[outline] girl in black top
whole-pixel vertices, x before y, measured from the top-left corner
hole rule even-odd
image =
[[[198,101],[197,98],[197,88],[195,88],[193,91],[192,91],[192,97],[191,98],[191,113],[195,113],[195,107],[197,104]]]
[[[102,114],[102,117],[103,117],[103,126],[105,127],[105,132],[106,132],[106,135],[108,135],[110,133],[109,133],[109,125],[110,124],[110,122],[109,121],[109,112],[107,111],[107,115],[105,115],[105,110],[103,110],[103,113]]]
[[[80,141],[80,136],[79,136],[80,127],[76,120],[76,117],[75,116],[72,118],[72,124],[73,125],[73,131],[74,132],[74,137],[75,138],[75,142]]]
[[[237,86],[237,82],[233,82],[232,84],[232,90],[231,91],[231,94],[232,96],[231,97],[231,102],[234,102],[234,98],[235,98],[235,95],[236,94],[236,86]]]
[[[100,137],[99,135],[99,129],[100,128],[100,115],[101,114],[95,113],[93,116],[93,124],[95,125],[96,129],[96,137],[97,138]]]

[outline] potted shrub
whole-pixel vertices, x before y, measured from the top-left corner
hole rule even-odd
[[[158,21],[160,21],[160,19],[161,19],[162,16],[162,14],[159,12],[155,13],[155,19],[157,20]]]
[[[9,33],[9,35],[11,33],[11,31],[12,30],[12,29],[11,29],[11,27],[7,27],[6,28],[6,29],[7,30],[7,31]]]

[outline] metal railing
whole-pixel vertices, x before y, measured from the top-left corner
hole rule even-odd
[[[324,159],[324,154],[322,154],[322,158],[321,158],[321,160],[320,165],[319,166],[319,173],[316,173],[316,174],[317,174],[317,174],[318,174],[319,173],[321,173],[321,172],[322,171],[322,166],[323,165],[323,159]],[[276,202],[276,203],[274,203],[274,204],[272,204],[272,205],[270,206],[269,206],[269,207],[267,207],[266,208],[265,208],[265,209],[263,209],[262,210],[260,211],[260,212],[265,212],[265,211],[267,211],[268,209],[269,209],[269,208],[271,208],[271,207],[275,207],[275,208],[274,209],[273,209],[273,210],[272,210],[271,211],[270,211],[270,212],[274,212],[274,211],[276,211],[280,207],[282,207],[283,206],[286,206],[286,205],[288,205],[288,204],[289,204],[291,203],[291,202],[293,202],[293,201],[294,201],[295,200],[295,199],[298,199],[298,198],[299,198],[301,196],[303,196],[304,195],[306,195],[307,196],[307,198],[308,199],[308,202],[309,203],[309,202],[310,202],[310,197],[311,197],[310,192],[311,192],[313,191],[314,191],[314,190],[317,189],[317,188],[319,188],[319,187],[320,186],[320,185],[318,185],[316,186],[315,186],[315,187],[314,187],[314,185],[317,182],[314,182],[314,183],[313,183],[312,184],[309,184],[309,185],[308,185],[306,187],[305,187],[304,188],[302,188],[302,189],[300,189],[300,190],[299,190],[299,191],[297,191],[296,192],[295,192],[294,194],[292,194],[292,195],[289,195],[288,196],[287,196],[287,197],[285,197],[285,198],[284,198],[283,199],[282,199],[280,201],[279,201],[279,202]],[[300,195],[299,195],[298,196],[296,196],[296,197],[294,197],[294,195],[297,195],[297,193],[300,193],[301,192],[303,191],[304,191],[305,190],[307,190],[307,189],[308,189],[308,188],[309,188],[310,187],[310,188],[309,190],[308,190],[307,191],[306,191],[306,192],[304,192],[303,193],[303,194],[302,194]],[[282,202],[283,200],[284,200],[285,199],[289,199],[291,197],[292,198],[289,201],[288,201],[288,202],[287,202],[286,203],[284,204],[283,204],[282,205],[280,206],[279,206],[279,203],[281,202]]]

━━━━

Show every line of the data that contains the string "outline". Case matters.

[outline] girl in black top
[outline] potted shrub
[outline] metal railing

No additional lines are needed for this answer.